**Work instruction:** Leave every entry as it is and write the data out in full.

**Data for processing:**
━━━━
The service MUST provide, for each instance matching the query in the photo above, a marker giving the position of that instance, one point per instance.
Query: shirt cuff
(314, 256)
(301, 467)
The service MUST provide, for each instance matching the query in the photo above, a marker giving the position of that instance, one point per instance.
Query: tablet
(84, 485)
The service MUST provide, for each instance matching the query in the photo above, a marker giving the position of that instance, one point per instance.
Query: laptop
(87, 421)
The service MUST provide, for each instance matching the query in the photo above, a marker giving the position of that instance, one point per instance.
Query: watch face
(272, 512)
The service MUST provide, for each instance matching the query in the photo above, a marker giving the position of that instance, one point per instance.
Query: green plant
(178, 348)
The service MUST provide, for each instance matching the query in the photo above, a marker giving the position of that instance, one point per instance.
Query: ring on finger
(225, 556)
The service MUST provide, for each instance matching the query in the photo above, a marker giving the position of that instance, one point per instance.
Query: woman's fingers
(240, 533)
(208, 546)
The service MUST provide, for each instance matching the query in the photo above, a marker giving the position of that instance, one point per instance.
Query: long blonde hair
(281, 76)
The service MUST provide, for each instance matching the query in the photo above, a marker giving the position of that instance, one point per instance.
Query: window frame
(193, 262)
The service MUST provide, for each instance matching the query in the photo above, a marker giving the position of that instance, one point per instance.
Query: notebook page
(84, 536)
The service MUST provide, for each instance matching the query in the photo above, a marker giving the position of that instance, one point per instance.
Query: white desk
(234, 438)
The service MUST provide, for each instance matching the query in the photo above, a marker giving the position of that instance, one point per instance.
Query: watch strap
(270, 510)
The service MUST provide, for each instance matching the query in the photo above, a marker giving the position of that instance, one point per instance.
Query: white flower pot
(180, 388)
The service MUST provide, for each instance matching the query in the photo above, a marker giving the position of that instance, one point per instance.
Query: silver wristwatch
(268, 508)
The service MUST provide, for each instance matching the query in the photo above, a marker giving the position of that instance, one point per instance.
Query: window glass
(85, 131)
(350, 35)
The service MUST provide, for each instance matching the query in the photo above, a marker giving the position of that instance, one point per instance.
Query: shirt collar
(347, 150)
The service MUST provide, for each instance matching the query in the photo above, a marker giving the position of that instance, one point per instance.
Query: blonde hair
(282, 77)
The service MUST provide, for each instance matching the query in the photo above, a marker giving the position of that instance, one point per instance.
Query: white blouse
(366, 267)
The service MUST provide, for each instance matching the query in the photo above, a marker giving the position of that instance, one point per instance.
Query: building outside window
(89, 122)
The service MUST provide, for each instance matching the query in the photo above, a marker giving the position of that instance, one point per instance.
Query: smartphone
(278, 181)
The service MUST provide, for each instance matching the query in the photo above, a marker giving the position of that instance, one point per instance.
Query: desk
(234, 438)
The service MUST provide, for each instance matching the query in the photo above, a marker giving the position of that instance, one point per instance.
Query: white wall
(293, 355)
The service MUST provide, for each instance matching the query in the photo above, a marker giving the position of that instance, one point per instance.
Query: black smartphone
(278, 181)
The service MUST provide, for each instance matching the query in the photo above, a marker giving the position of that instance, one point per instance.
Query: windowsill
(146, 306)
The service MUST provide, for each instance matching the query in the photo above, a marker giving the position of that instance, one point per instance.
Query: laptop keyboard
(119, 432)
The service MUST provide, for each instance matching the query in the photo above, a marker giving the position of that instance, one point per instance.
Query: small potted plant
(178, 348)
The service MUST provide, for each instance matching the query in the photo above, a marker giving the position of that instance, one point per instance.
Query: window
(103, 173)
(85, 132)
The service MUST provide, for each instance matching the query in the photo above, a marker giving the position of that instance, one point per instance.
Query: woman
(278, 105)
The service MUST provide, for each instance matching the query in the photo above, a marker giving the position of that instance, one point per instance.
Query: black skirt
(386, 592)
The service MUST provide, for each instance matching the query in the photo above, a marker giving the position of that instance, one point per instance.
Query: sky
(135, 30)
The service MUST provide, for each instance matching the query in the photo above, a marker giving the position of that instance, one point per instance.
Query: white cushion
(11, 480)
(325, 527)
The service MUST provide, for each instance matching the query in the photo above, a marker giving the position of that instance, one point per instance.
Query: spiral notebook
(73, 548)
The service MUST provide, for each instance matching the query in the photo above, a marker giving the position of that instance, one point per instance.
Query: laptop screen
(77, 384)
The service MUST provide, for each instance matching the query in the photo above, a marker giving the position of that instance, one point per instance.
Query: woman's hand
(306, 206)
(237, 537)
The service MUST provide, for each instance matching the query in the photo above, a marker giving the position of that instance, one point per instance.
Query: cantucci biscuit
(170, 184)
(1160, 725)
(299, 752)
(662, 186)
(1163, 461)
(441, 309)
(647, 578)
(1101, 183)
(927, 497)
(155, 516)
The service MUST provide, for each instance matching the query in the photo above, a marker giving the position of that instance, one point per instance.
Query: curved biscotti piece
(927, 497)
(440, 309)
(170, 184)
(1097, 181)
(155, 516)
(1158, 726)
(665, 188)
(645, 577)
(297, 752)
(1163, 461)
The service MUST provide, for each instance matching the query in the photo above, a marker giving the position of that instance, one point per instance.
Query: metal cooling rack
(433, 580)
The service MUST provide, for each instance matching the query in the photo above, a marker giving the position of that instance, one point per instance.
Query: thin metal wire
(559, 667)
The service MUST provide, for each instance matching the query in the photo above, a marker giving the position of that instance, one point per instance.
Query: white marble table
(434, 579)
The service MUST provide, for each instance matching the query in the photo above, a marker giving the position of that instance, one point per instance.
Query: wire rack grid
━━━━
**Exercise result:**
The service MUST provide, for each instance matching the query in the photo above, a marker giving the position of that instance, one point per instance.
Query: shirt cuff
(314, 256)
(301, 467)
The service MUST provide, for each instance matching the query in the photo above, a marker giving the position of that instance, one point per instance.
Query: tablet
(84, 485)
The service MUST provide, for each instance matching the query in the photo above, a marker giving the position of that instance, one point per instance.
Query: laptop
(87, 421)
The service MUST provide, for each instance matching the query in the photo above, a marker giving the position of that instance, one point per instance.
Query: watch face
(272, 512)
The service MUST provide, for each instance matching the query in the photo above, a marker giving the position of that instance, one point per instance.
Query: green plant
(178, 348)
The service MUST provide, for each instance matching the query in the photo above, a marker giving the position of that instance, one point per instance.
Query: ring on finger
(225, 556)
The service MUST provide, for each instance matching the query in the photo above, a marker giving the position of that instance, one point per instance.
Query: woman's fingers
(240, 533)
(208, 546)
The service MUST provide, for each instance matching the query in the photo above, a marker giving the position of that instance, one point per instance.
Query: long blonde hair
(281, 76)
The service MUST provide, for each instance matching the query in the photo above, a marker giving the position of that instance, one point per instance.
Query: window frame
(193, 262)
The service MUST provide, for each instance matching the query in the photo above, a marker giving the position of that instance, one point per instance.
Query: notebook page
(84, 536)
The service MUST provide, for each instance matching the query in the photo above, a marker giving the position of that instance, one point per instance.
Query: white desk
(234, 438)
The service MUST provide, for each instance matching the query in the photo above, a marker giving the position of that instance, one point per instance.
Query: watch strap
(270, 510)
The service MUST provide, for each instance matching the query in the photo above, a marker giving the position of that instance, one point per instance.
Query: white flower pot
(180, 388)
The service MUST provide, for each instance matching the query in the photo above, a marker giving the position of that instance, one point per instance.
Query: silver wristwatch
(268, 508)
The service MUST provide, for each instance matching the query in the photo above, a marker giving the position of that instance, one point per instance.
Query: window glass
(85, 131)
(350, 35)
The service MUST provide, for each instance matching the query in the photo above, a marker giving the position of that instance, one point per instance.
Query: shirt collar
(347, 150)
The service MUST provide, for each instance matching the query in the photo above, a marker giving the position of that instance, one point per instance.
Query: blonde hair
(282, 77)
The service MUST provide, for each instance matching the query in the photo above, a marker giving the position of that instance, one point per instance.
Query: white blouse
(366, 267)
The service MUST provide, for each instance matching the query in the photo above, a marker giving the position of that instance, one point per instance.
Query: building outside window
(89, 122)
The service MUST provide, for each instance matching the query in the photo above, a marker giving the position of that instance, one point per instance.
Query: smartphone
(278, 181)
The service MUST provide, for each instance matching the query in the photo above, a marker giving the position of that instance, one point per instance.
Query: desk
(234, 438)
The service MUST provide, for each instance matching the query in the photo above, a marker giving the position of that instance, one point per instance.
Query: white wall
(293, 355)
The service MUST provide, for each instance matching the query in the photo above, a marker giving the position of that instance, one point per instance.
Query: black smartphone
(278, 181)
The service MUST provide, for each instance matching the query in the photo above, a marker giving the position of that instance, one point per instance.
Query: windowsill
(146, 306)
The service MUST provide, for each instance matching the query in the photo above, a marker giving the position of that instance, one point per instance.
Query: laptop keyboard
(119, 432)
The service MUST provide, for each instance matching the query in the photo above, a marker giving the position of that instance, one point per instance.
Query: small potted plant
(178, 348)
The service MUST provide, for each instance matching the query in the photo above, a marker giving the position of that instance, one point per instance.
Query: window
(103, 173)
(85, 132)
The service MUST provide, for each instance matching the query in the photo above, a marker giving the position of that instance, one point per instance.
Query: woman
(278, 105)
The service MUST provide, for each instance matching the query in the photo above, a marker giving the position of that instance, one point per instance.
Query: black skirt
(386, 592)
The service MUST provide, for each instance matching the query in the photo above, a marker giving the position of that instance, one point per instance.
Query: sky
(135, 30)
The service MUST provide, for each instance matching the query in the photo above, a marker giving the position of that instance, one point per instance.
Query: white cushion
(11, 480)
(325, 527)
The service MUST provide, for each instance matching the query in the photo above, a marker giving the position of that instance, one point per instance.
Query: spiral notebook
(73, 548)
The service MUST provide, for each instance matching the query in the photo above, a marker giving the position of that instance, one point per instance.
Query: laptop screen
(77, 384)
The service MUST provide, for each instance matching the query in the photo above, a marker giving the position of that instance, one point per instance.
Query: woman's hand
(306, 206)
(237, 537)
The service MUST provide, for each instance matching the query in the photo above, a marker giving the position of that instance, one point per instance.
Query: cantucci biscuit
(170, 184)
(1160, 725)
(299, 752)
(662, 186)
(1163, 461)
(441, 309)
(647, 578)
(1101, 183)
(927, 497)
(155, 516)
The service MUST provide, for each instance matching the query in the photo above, a marker giving the position of that instance, one point per instance.
Query: curved biscotti piece
(927, 497)
(440, 309)
(170, 184)
(1097, 181)
(155, 516)
(1158, 726)
(665, 188)
(645, 577)
(297, 752)
(1163, 461)
The service MUST provide, for each instance matching the query in the photo above, a marker giving the position of that instance, one point per instance.
Query: metal cooling rack
(433, 580)
The service MUST provide, for each instance matching the query in the photo above, a marker giving the position of that instance, one point per instance.
Query: thin metal wire
(559, 667)
The service MUST provide, for each instance matching the query in the photo above, a marker giving the position of that instance, one point per instance.
Query: white marble table
(434, 579)
The service MUST provide, for each instance matching the query in the photo above, a marker giving the position of that instance, one point per instance.
Query: wire rack grid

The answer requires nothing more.